Abstract
Rhododendrol is produced in the inner bark of stressed and dying branches of most white-barked birch species by natural hydrolysis of the glucoside rhododendrin. Rhododendrol was identified by thin-layer chromatography and was synthesized by sodium borohydride reduction of the commercially available ketone. Mated female bronze birch borers (but not males or un-mated females) exhibited a short-range attraction to the synthetic rhododendrol. It is postulated that this compound may be the primary stimulus to oviposition in stressed trees with dying cambial tissue. Interspecific hybrids between rhododendrin-producing species (e.g. Betulapopullfolia) and the borer-resistant B. nigra, which does not contain rhododendrin, showed only traces of rhododendrol in hydrolyzed bark but produced another phenolic compound that was not found in either parent species. Studies of this unknown compound and further hybridizations with B. nigra to develop whiter-barked, borer-resistant birches are continuing.

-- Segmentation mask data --
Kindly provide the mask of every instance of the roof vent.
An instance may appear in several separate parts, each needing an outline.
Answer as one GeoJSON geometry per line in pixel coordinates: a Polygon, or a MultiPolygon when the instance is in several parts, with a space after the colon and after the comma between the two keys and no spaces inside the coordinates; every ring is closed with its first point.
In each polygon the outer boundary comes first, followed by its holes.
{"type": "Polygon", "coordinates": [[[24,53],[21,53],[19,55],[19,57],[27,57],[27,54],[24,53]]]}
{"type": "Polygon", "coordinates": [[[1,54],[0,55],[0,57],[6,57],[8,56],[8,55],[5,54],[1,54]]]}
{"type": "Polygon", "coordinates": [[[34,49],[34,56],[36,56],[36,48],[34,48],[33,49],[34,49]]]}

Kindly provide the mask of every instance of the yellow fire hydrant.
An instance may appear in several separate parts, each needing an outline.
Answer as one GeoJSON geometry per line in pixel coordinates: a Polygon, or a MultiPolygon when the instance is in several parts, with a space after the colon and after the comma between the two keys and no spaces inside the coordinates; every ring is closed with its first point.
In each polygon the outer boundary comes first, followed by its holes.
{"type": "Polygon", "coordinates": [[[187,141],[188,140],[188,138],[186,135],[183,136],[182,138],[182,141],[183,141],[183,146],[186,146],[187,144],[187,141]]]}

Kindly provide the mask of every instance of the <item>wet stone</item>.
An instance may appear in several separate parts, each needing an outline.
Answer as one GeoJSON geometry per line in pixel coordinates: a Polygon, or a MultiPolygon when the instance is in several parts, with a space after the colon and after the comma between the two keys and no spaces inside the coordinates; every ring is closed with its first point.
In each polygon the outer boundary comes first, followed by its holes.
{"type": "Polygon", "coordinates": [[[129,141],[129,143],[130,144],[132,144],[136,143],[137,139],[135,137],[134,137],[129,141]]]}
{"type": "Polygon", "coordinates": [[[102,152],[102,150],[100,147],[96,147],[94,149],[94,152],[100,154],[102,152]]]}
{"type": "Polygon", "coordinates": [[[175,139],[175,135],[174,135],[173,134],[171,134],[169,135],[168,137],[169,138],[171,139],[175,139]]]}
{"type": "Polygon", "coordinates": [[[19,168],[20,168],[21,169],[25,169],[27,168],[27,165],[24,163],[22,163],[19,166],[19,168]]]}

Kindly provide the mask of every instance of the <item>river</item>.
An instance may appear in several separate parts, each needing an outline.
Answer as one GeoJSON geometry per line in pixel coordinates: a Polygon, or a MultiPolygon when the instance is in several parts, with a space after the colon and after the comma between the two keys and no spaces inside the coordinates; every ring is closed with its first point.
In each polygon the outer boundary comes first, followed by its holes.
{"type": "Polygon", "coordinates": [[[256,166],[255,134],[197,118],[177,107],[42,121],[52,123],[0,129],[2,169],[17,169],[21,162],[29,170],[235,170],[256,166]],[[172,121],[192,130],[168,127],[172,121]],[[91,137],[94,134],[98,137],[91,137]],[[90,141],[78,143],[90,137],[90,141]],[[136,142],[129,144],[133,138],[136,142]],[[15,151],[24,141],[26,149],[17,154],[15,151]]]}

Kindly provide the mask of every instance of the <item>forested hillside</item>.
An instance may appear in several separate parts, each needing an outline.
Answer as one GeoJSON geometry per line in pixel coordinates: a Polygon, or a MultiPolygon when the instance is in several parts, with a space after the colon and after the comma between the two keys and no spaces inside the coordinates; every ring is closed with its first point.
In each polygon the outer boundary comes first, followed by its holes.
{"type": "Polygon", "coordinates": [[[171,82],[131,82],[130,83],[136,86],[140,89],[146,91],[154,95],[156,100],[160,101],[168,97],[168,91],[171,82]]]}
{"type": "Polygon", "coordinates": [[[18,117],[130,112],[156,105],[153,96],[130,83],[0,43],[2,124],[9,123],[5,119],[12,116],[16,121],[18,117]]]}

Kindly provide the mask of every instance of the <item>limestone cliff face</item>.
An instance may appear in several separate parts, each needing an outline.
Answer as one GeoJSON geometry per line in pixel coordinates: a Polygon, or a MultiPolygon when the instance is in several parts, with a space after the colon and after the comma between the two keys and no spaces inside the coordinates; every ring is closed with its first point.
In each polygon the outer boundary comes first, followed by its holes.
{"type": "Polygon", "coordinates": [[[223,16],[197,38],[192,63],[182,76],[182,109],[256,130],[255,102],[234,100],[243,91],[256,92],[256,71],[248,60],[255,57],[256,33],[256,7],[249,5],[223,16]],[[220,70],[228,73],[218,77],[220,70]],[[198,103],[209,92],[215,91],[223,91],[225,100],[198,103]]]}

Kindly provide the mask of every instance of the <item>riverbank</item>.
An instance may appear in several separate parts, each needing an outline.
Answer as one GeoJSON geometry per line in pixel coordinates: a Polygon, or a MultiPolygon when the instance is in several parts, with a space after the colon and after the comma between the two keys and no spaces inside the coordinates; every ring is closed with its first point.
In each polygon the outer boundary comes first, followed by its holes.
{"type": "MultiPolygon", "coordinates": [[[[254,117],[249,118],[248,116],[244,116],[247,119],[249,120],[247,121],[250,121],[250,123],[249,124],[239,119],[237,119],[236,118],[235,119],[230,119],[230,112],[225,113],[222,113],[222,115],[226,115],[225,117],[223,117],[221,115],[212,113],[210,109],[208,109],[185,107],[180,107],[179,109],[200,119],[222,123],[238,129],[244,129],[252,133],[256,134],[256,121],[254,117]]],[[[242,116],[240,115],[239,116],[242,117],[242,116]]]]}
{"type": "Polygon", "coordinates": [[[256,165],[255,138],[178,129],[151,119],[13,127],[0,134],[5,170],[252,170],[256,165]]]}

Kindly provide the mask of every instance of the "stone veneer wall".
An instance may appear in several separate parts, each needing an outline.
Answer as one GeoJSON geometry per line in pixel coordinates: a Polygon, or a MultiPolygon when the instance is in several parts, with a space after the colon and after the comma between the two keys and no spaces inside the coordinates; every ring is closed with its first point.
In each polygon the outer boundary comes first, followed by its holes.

-- What is required --
Continue the abstract on rhododendrol and the bronze birch borer from its last sentence. The records aren't needed for the task.

-- Expected answer --
The bronze birch borer (Agrílus anxius) is the most important limiting factor to the successful long-term cultivation of white-barked birches (Betula sp.) in landscape plantings. None of the commonly planted birch species or cultivars, with the exception of B. nigra (river birch), is inherently resistant to this pest (6,7,8). Neither the underlying causes of resistance and susceptibility nor the particulars of individual host selection are known at the present time.
Certainly, host selection has little relationship to the feeding preferences of the adult beetles. Slingerland (11) observed feeding on willow and poplar foliage in the field and on elm leaves under cage conditions. Barter (3) noted a distinct preference for leaves of Populus tremuloides over birch when both were offered to caged insects. Likewise, the congregation of adult beetles on certain host birches as a result of longdistance pheromonal communication can be ruled out (1).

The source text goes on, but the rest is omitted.